**EXERCISE DESCRIPTION:**
Whenever a line in the entries below contains "with", copy that line.

── EXERCISE INPUTS

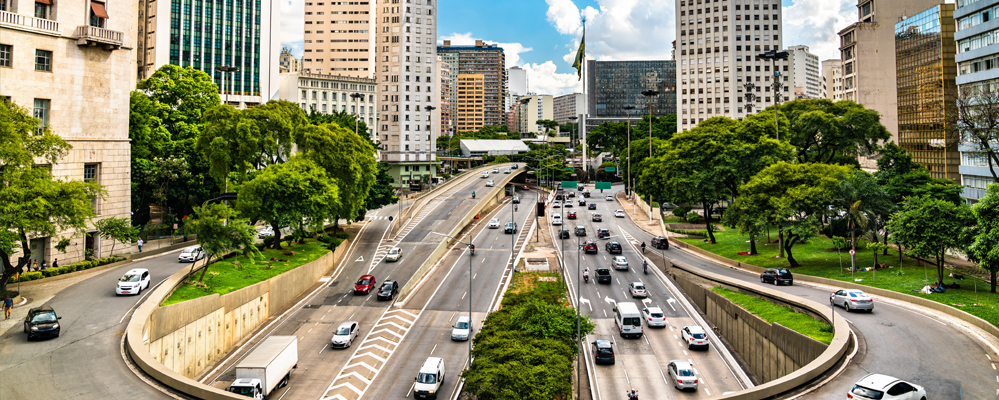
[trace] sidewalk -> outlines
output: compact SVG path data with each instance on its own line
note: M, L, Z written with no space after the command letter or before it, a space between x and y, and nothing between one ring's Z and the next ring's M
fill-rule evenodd
M639 229L645 231L646 233L652 236L663 236L663 237L676 236L676 234L672 232L664 231L662 224L660 224L658 220L653 221L653 223L650 225L649 215L642 212L642 210L639 210L638 207L635 206L634 202L628 200L628 198L625 197L624 192L617 193L617 201L618 204L621 205L621 209L624 210L624 213L627 214L629 218L631 218L631 221L634 222L635 226L637 226Z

────

**RESULT OF THE TASK:**
output: compact SVG path data with each instance on its own line
note: M, L, Z written with no space after the command letter or before it, a space between x and y, and nothing between one ring's Z and the next ring's M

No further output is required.